(Dataset entries)
>> begin
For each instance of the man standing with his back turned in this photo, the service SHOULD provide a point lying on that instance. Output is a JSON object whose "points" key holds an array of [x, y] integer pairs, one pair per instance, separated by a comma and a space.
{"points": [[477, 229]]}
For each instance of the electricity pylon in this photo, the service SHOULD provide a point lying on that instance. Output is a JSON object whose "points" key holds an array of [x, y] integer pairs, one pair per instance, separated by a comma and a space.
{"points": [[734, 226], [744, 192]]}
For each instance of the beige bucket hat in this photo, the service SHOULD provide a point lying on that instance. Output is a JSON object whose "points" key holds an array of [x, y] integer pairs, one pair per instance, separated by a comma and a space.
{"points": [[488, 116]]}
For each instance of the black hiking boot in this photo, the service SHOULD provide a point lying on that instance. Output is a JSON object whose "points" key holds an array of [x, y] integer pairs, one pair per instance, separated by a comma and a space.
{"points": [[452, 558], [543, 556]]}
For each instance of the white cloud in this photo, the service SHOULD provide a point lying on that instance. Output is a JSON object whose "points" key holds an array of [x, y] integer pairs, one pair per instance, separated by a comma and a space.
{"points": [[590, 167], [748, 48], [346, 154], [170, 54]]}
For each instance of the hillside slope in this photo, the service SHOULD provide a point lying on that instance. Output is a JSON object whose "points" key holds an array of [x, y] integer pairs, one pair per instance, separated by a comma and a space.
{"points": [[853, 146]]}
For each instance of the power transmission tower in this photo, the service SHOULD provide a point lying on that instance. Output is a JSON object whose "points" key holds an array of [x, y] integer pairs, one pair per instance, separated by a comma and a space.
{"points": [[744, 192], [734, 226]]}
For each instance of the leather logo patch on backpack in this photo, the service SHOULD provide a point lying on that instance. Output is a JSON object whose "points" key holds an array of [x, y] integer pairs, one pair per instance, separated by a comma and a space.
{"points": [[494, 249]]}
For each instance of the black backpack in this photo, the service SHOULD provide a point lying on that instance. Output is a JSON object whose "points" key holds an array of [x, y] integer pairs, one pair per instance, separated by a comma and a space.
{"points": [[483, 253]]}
>> end
TASK REQUIREMENTS: Revise the material by changing each "SHOULD" to "MUST" and leaving every other part as it is.

RESULT OF THE EXERCISE:
For each instance of the man standing with his back turned in this photo, the service MUST provide a point lying on that instance. Output is a JSON object whose "points" key holds an array of [x, y] integer pairs, one pair per instance, separated by a comma and a space.
{"points": [[477, 229]]}
For each instance of the electricity pylon in this photo, the service MUST provide a point lying on that instance. Output is a JSON object whose "points" key holds an array of [x, y] integer pairs, one pair per instance, separated by a comma and a space.
{"points": [[734, 226], [744, 192]]}
For each instance of the beige bucket hat in this photo, the service MUST provide a point lying on that instance. Output is a JSON object whose "points" key holds an array of [x, y] integer pairs, one pair per instance, separated by a comma and a space.
{"points": [[488, 116]]}
For each instance of the black hiking boot in this photo, the service MUST provide a point lying on that instance. Output is a JSON object whose "points" key holds an array of [x, y] integer pairs, one pair per instance, separated by a comma and a space.
{"points": [[452, 558], [543, 556]]}
For each instance of the white cloud in this photo, the service MUST provide a point lying on that instance. Output is a JSON object whose "points" key holds an array of [x, y] integer pairs, one pair per instance, separated by a comma and a space.
{"points": [[590, 167], [748, 48], [346, 154], [170, 54]]}
For each instance of the hillside slope in this photo, the service MUST provide a point lying on that instance. Output is a JSON object whose "points" key holds an array of [x, y] integer pairs, one pair per instance, separated by a comma and a space.
{"points": [[853, 146]]}
For each instance of the power transmission tower in this photo, the service MUST provide a point lying on that instance. Output is a JSON object whose "points" key holds an array of [x, y] integer pairs, one pair per instance, separated by a comma and a space.
{"points": [[744, 192], [734, 226]]}
For each instance of the leather logo patch on backpack in this photo, the service MUST provide a point lying on that instance. Output is a JSON object whose "points" key holds an array of [x, y] integer pairs, one pair per instance, separated by a comma and a space.
{"points": [[494, 249]]}
For each instance of the black backpack in this photo, the service MUST provide a point lying on that instance. Output is a JSON object whose "points" key holds an array of [x, y] integer pairs, one pair per instance, separated by a comma and a space.
{"points": [[483, 253]]}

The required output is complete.